SET TASK =
Could you rewrite all the records below as a two-column CSV with the headers text and answer? Give one row per text-and-answer pair, put each field in quotes with line breaks replaced by spaces, and leave out the pictures.

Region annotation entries
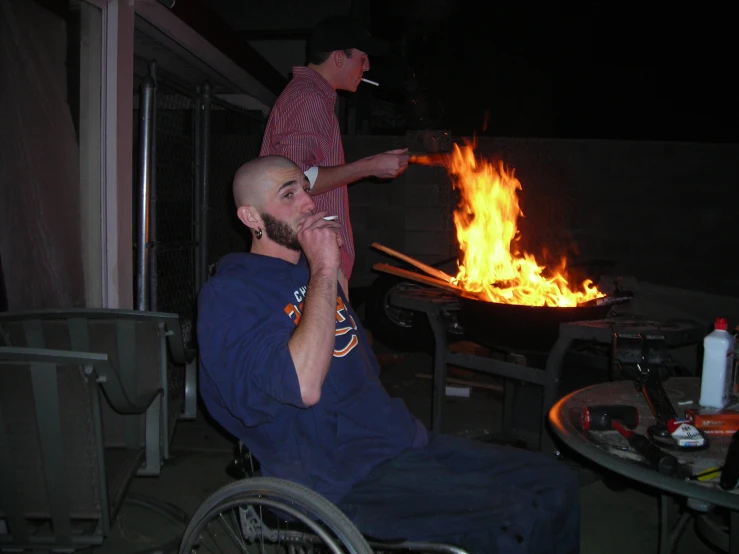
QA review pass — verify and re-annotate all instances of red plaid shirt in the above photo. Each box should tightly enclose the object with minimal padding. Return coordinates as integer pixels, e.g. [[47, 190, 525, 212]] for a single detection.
[[259, 67, 354, 280]]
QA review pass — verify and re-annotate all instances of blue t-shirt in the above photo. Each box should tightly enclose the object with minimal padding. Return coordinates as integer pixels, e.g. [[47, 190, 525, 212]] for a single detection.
[[197, 253, 428, 503]]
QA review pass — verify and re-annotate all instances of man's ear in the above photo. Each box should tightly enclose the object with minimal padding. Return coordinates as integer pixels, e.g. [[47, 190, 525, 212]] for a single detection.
[[236, 206, 262, 230], [334, 50, 346, 67]]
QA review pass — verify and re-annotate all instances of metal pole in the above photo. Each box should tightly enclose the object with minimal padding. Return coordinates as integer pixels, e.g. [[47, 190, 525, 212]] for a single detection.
[[136, 75, 154, 311], [149, 60, 158, 312], [198, 81, 211, 292], [192, 86, 203, 298]]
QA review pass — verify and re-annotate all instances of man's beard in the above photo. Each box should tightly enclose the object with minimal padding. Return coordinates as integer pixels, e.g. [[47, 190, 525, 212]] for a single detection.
[[260, 214, 302, 252]]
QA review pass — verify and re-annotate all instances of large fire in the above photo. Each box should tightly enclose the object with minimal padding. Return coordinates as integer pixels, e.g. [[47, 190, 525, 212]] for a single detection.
[[446, 144, 605, 307]]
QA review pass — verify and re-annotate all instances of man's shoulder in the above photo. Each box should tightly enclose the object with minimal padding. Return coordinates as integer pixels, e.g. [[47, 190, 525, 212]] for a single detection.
[[275, 79, 321, 106]]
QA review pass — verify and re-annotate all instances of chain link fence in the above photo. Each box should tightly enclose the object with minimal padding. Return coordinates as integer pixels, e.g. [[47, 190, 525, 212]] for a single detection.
[[207, 100, 266, 267], [132, 68, 266, 342], [151, 78, 198, 341]]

RESPONSE TO THE EXERCISE =
text,answer
"QA review pass — verify and re-annotate all instances of red plaid shirt in the above photo. Each box should tightly enclose the object with minimal padding. Return coordinates as integer pixels, e.g. [[47, 190, 525, 212]] for a single detection.","[[259, 67, 354, 280]]"
"QA review pass — verify and re-annotate all instances of blue t-shirt in the above photo. Each box should tightly enclose the object with minimal padding. Return coordinates as integer pixels, e.g. [[47, 190, 525, 212]] for a single detection.","[[197, 253, 428, 503]]"
"QA review pass — verify and re-annotate all instances of man's ear in the above photo. Each box should tightly enclose the object with minimal padding. Return coordinates as integer pixels, e.g. [[47, 190, 525, 212]] for a single detection.","[[236, 206, 262, 230], [334, 50, 346, 67]]"
"QA review pass — verify and re-annotate all instances of metal pole in the above photo. Each box should tightly enclose the object with minimal padding. Return coordinates as integer pixels, e.g. [[47, 190, 525, 212]] for a single detection.","[[136, 75, 154, 311], [149, 60, 158, 312], [198, 81, 211, 292], [192, 86, 203, 298]]"
"QA review pass — verify and re-annotate all instances of man's beard in the above photo. Each box should tightly enclose the object with minimal padding. Return coordinates as integer pixels, e.g. [[47, 190, 525, 212]] for a single detection.","[[260, 214, 302, 252]]"
"QA review pass — verify and re-annotate all instances of large fire in the above photo. Each box should tightly enclose the object with minimal padding. Return coordinates as integer pixels, e.g. [[47, 190, 525, 212]] for a single detection.","[[446, 144, 605, 307]]"
"QA review pass — verify and re-annotate all instances of man's shoulder in the above photo. Each box should tightly enclose the object with minimal padding. Return coordinates as integer pixels, e.g. [[47, 190, 525, 212]] for a single detection.","[[275, 79, 321, 106]]"
"QA review pass — verify and re-annotate all instances of chain link fence in the above photo. Each box should tightly enclose the object with minimal padding. Return coordinates as integer pixels, e.g. [[47, 190, 525, 212]] for a single detection.","[[207, 100, 266, 267], [132, 68, 266, 342], [151, 78, 198, 341]]"